* Exercise goal *
Render the items from the start through the line containing "point(395, 583)" as a Markdown table with a Row column for the line number and a Text column for the line, skipping blank lines. Leave out the pictures.

-- Start of Data rows --

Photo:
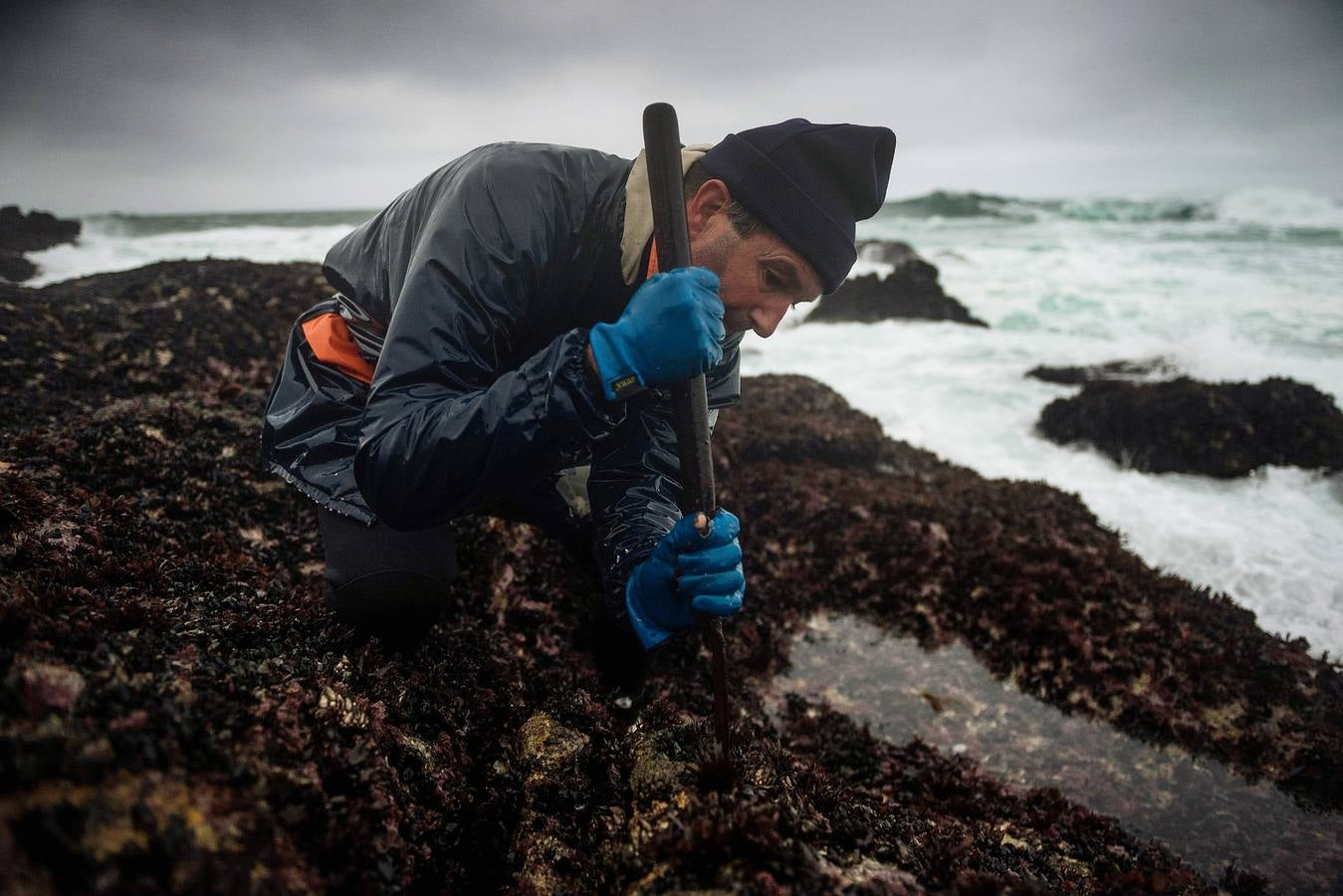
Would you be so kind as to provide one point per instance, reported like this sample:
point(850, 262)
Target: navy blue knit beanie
point(808, 184)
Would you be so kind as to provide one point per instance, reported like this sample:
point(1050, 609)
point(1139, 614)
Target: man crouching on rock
point(497, 346)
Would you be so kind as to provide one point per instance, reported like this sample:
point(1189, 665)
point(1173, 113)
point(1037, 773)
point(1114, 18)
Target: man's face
point(761, 277)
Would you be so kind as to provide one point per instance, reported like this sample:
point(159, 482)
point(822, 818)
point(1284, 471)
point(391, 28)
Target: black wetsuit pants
point(395, 583)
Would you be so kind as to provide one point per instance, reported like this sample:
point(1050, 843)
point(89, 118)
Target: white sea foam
point(1065, 292)
point(1239, 289)
point(1280, 208)
point(107, 247)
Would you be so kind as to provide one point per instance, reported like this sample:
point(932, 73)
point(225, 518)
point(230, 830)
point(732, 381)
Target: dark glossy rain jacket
point(469, 301)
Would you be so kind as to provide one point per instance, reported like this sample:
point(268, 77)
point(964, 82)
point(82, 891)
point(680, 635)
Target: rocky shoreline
point(180, 714)
point(1185, 426)
point(30, 233)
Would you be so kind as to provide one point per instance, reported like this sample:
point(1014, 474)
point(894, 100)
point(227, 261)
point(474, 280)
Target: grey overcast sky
point(187, 105)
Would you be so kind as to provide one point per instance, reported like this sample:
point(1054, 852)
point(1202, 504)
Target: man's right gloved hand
point(688, 572)
point(668, 334)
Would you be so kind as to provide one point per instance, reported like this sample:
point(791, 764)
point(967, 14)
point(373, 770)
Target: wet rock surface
point(1216, 429)
point(179, 712)
point(30, 233)
point(911, 291)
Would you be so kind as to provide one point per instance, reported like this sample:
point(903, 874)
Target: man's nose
point(765, 320)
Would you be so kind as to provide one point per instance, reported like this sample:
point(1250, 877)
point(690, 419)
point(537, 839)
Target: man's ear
point(708, 200)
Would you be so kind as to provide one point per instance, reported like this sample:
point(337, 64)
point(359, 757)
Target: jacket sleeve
point(449, 423)
point(635, 483)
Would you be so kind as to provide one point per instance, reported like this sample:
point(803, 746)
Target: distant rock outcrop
point(911, 291)
point(1216, 429)
point(30, 233)
point(1109, 371)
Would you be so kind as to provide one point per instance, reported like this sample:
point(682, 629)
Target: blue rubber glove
point(688, 572)
point(668, 334)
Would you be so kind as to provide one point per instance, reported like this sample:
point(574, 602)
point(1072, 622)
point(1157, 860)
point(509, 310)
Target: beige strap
point(638, 210)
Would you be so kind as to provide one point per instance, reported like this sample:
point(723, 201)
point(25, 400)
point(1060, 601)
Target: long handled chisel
point(691, 407)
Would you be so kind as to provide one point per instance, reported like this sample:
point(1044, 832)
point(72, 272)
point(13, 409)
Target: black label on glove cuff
point(626, 385)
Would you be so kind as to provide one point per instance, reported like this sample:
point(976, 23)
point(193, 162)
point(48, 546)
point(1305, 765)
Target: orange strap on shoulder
point(331, 341)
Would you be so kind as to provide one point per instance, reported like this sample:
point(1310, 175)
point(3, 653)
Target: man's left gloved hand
point(688, 572)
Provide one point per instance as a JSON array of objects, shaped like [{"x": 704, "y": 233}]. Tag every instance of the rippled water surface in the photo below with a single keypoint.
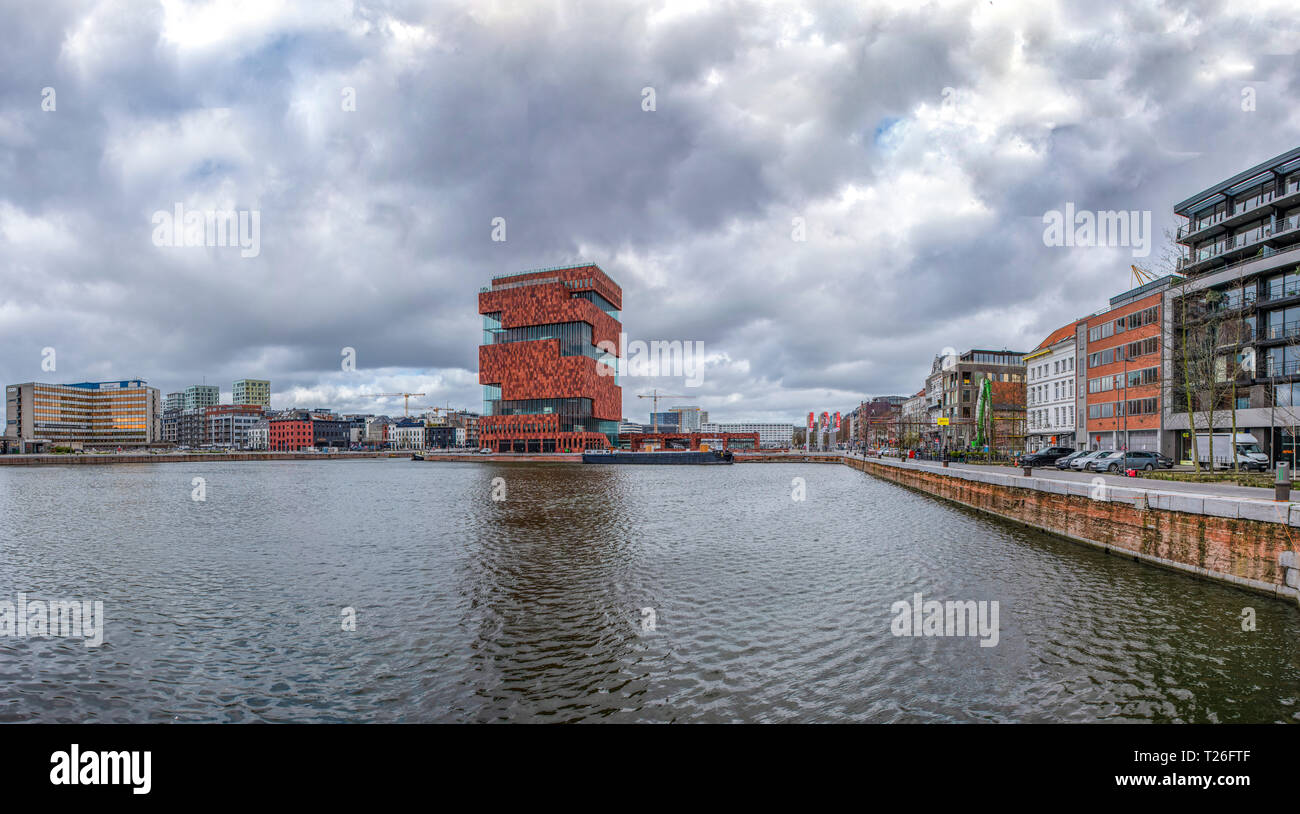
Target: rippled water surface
[{"x": 766, "y": 609}]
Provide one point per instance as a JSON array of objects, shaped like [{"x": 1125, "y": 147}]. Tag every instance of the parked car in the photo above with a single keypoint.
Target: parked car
[
  {"x": 1110, "y": 460},
  {"x": 1082, "y": 462},
  {"x": 1047, "y": 457},
  {"x": 1065, "y": 460},
  {"x": 1145, "y": 460}
]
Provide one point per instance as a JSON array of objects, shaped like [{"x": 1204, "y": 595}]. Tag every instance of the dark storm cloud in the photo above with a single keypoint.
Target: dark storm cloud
[{"x": 921, "y": 146}]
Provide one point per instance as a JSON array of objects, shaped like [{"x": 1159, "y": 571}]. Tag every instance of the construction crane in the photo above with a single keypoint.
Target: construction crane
[
  {"x": 406, "y": 398},
  {"x": 437, "y": 410},
  {"x": 1142, "y": 276},
  {"x": 654, "y": 411}
]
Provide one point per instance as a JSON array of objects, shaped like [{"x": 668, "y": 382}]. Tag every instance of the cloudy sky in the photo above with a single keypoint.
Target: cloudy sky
[{"x": 919, "y": 143}]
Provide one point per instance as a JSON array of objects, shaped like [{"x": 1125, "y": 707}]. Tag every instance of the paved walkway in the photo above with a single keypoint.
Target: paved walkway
[{"x": 1223, "y": 490}]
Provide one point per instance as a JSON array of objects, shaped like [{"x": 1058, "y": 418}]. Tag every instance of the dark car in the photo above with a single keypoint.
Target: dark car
[
  {"x": 1047, "y": 457},
  {"x": 1142, "y": 459},
  {"x": 1065, "y": 460}
]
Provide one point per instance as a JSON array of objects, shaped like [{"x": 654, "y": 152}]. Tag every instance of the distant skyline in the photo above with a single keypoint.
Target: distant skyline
[{"x": 826, "y": 195}]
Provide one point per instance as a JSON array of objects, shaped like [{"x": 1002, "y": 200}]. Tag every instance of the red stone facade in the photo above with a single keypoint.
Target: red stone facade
[
  {"x": 1149, "y": 350},
  {"x": 536, "y": 369}
]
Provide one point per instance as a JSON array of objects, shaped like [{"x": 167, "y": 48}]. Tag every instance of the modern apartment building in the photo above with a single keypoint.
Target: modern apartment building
[
  {"x": 667, "y": 421},
  {"x": 545, "y": 384},
  {"x": 251, "y": 392},
  {"x": 1121, "y": 377},
  {"x": 410, "y": 434},
  {"x": 1049, "y": 390},
  {"x": 1234, "y": 324},
  {"x": 689, "y": 419},
  {"x": 770, "y": 436},
  {"x": 196, "y": 397},
  {"x": 229, "y": 424},
  {"x": 259, "y": 434},
  {"x": 958, "y": 382},
  {"x": 95, "y": 414}
]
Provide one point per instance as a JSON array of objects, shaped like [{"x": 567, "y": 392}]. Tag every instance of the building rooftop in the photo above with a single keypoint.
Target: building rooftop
[
  {"x": 1060, "y": 333},
  {"x": 1283, "y": 163}
]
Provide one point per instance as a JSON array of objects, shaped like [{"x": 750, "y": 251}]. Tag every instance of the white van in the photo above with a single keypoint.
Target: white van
[{"x": 1246, "y": 451}]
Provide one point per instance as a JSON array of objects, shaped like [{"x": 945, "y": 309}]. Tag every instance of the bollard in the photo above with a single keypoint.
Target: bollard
[{"x": 1282, "y": 486}]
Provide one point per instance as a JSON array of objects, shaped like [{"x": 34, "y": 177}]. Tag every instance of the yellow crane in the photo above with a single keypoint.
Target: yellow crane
[
  {"x": 406, "y": 398},
  {"x": 437, "y": 410},
  {"x": 1142, "y": 276},
  {"x": 654, "y": 411}
]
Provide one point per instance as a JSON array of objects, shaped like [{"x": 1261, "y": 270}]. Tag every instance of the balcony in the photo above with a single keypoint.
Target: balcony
[
  {"x": 1240, "y": 212},
  {"x": 1235, "y": 249},
  {"x": 1286, "y": 330}
]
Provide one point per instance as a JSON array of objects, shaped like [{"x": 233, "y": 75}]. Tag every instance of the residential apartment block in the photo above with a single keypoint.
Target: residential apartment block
[
  {"x": 251, "y": 392},
  {"x": 1234, "y": 324},
  {"x": 1049, "y": 379}
]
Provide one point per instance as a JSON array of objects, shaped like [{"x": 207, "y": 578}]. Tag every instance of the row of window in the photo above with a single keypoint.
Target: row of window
[
  {"x": 1052, "y": 419},
  {"x": 1125, "y": 351},
  {"x": 1138, "y": 406},
  {"x": 1132, "y": 321},
  {"x": 1061, "y": 389},
  {"x": 1060, "y": 366},
  {"x": 1136, "y": 379}
]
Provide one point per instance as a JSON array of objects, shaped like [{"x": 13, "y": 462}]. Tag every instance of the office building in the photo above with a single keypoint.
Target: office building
[
  {"x": 251, "y": 392},
  {"x": 196, "y": 397},
  {"x": 1238, "y": 312},
  {"x": 1119, "y": 380},
  {"x": 770, "y": 436},
  {"x": 96, "y": 414},
  {"x": 1051, "y": 390}
]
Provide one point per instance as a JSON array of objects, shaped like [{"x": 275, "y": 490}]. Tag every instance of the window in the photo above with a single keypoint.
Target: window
[
  {"x": 1101, "y": 358},
  {"x": 1101, "y": 332},
  {"x": 1145, "y": 316}
]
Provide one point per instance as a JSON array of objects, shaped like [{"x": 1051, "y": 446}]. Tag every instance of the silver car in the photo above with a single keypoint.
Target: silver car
[
  {"x": 1082, "y": 462},
  {"x": 1108, "y": 462}
]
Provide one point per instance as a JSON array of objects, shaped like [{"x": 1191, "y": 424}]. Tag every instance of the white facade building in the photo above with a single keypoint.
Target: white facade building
[
  {"x": 1049, "y": 392},
  {"x": 410, "y": 437}
]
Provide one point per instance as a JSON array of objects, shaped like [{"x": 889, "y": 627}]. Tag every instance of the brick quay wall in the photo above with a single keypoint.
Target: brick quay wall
[{"x": 1243, "y": 541}]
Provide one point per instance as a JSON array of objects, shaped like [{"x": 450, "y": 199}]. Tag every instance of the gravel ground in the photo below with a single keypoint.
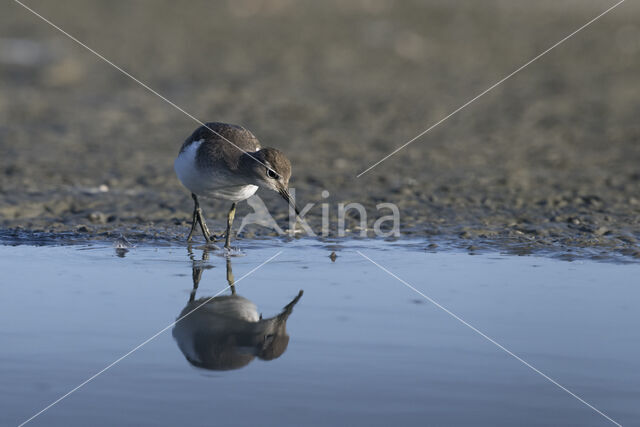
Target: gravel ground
[{"x": 547, "y": 161}]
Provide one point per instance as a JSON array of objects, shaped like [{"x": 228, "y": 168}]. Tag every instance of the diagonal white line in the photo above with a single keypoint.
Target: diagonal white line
[
  {"x": 491, "y": 340},
  {"x": 153, "y": 91},
  {"x": 136, "y": 348},
  {"x": 493, "y": 86}
]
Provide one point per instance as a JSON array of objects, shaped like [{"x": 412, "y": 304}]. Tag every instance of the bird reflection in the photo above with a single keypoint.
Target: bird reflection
[{"x": 227, "y": 332}]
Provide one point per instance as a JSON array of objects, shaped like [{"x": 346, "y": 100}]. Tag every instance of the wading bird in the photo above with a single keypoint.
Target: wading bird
[{"x": 226, "y": 161}]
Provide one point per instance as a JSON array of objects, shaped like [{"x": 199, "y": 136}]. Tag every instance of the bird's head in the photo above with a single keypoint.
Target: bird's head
[{"x": 273, "y": 170}]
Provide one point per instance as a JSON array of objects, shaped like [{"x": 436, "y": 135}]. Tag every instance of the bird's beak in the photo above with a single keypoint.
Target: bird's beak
[{"x": 284, "y": 192}]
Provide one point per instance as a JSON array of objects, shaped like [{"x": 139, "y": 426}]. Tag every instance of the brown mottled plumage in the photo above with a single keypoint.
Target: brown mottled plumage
[{"x": 226, "y": 161}]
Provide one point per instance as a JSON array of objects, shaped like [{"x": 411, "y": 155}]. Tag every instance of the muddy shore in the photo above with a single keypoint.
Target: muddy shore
[{"x": 548, "y": 161}]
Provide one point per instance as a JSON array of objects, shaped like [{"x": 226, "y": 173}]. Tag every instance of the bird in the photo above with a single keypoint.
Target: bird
[{"x": 225, "y": 161}]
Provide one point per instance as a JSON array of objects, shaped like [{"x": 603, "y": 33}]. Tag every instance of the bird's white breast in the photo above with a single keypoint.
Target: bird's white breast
[{"x": 215, "y": 183}]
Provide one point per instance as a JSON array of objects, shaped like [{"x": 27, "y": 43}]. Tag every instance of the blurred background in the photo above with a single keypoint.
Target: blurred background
[{"x": 553, "y": 152}]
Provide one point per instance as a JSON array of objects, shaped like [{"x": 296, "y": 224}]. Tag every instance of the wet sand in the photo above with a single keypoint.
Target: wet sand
[{"x": 546, "y": 162}]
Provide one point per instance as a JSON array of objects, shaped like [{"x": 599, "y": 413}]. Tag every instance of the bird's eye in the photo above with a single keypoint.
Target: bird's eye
[{"x": 272, "y": 174}]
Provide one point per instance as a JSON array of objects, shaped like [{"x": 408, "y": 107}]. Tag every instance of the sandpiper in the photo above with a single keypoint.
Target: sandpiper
[{"x": 226, "y": 161}]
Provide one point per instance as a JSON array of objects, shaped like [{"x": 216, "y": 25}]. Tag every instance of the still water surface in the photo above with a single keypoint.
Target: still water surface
[{"x": 357, "y": 347}]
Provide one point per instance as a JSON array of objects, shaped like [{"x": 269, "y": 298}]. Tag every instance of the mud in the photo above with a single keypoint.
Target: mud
[{"x": 546, "y": 162}]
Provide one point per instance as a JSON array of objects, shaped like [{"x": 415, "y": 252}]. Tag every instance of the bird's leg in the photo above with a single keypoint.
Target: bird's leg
[
  {"x": 199, "y": 218},
  {"x": 230, "y": 216},
  {"x": 194, "y": 221},
  {"x": 230, "y": 279}
]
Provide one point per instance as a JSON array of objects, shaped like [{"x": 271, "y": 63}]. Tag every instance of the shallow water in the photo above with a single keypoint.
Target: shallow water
[{"x": 363, "y": 348}]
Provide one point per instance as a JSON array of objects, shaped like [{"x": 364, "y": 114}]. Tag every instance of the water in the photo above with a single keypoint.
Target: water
[{"x": 362, "y": 347}]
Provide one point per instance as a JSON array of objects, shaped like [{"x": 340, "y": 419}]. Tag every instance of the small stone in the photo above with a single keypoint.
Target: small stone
[
  {"x": 97, "y": 217},
  {"x": 601, "y": 231}
]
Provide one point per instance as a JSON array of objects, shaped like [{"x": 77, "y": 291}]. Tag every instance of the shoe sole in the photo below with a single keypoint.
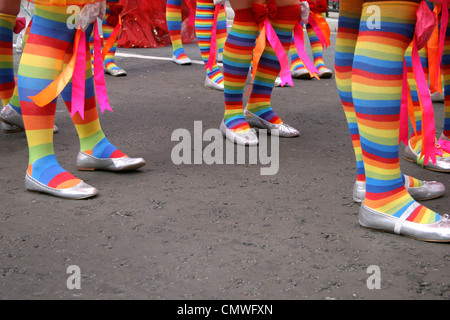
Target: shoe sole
[
  {"x": 428, "y": 168},
  {"x": 406, "y": 236}
]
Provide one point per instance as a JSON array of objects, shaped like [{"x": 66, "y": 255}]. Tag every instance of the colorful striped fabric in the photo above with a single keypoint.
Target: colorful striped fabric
[
  {"x": 7, "y": 82},
  {"x": 107, "y": 29},
  {"x": 48, "y": 47},
  {"x": 446, "y": 82},
  {"x": 348, "y": 28},
  {"x": 269, "y": 66},
  {"x": 174, "y": 19},
  {"x": 204, "y": 20},
  {"x": 376, "y": 90},
  {"x": 237, "y": 58},
  {"x": 316, "y": 48}
]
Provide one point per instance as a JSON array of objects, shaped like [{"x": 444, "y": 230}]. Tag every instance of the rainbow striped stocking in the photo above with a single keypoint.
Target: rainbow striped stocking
[
  {"x": 204, "y": 19},
  {"x": 7, "y": 82},
  {"x": 376, "y": 90},
  {"x": 42, "y": 61},
  {"x": 174, "y": 21},
  {"x": 237, "y": 58}
]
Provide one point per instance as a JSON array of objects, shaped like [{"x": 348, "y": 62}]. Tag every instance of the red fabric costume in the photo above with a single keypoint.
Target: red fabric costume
[{"x": 145, "y": 26}]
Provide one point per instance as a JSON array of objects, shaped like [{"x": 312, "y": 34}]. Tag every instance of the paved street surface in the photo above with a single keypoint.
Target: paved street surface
[{"x": 198, "y": 231}]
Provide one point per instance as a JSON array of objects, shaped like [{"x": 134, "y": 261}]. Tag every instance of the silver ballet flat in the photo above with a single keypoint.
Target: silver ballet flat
[
  {"x": 6, "y": 128},
  {"x": 283, "y": 130},
  {"x": 212, "y": 85},
  {"x": 441, "y": 165},
  {"x": 326, "y": 73},
  {"x": 11, "y": 117},
  {"x": 86, "y": 162},
  {"x": 182, "y": 62},
  {"x": 434, "y": 232},
  {"x": 248, "y": 138},
  {"x": 80, "y": 191},
  {"x": 301, "y": 73},
  {"x": 116, "y": 72},
  {"x": 429, "y": 190}
]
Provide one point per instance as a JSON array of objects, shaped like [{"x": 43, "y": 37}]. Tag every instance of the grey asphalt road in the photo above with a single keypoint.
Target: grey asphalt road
[{"x": 199, "y": 231}]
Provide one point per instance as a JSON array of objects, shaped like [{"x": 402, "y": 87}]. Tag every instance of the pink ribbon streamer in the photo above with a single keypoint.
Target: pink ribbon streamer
[
  {"x": 318, "y": 31},
  {"x": 443, "y": 145},
  {"x": 285, "y": 73},
  {"x": 99, "y": 74},
  {"x": 428, "y": 146},
  {"x": 404, "y": 133},
  {"x": 213, "y": 47},
  {"x": 300, "y": 45},
  {"x": 191, "y": 22},
  {"x": 79, "y": 77},
  {"x": 444, "y": 22}
]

-- End of Data rows --

* Correct output *
| Row | Text |
|---|---|
| 1 | Photo: |
| 2 | Would you be so kind as to provide one point per instance, reported like this sample: |
| 3 | point(850, 262) |
| 4 | Target: navy blue knit beanie |
| 5 | point(808, 184) |
| 6 | Would you be so kind as to provide one point per instance, reported like this sample: |
| 7 | point(1050, 609) |
| 8 | point(1139, 614) |
| 9 | Target: man crouching on rock |
| 10 | point(497, 346) |
| 11 | Would you be so kind as to provide one point per instance, reported like this sample: |
| 12 | point(1189, 665) |
| 13 | point(1173, 113) |
| 14 | point(1037, 773) |
| 15 | point(1114, 18) |
| 16 | Target: man's face |
| 17 | point(761, 277) |
| 18 | Would you be so kind as to provide one point per instance, reported like this sample: |
| 19 | point(159, 482) |
| 20 | point(822, 818) |
| 21 | point(1284, 471) |
| 22 | point(391, 28) |
| 23 | Target: black wetsuit pants |
| 24 | point(395, 583) |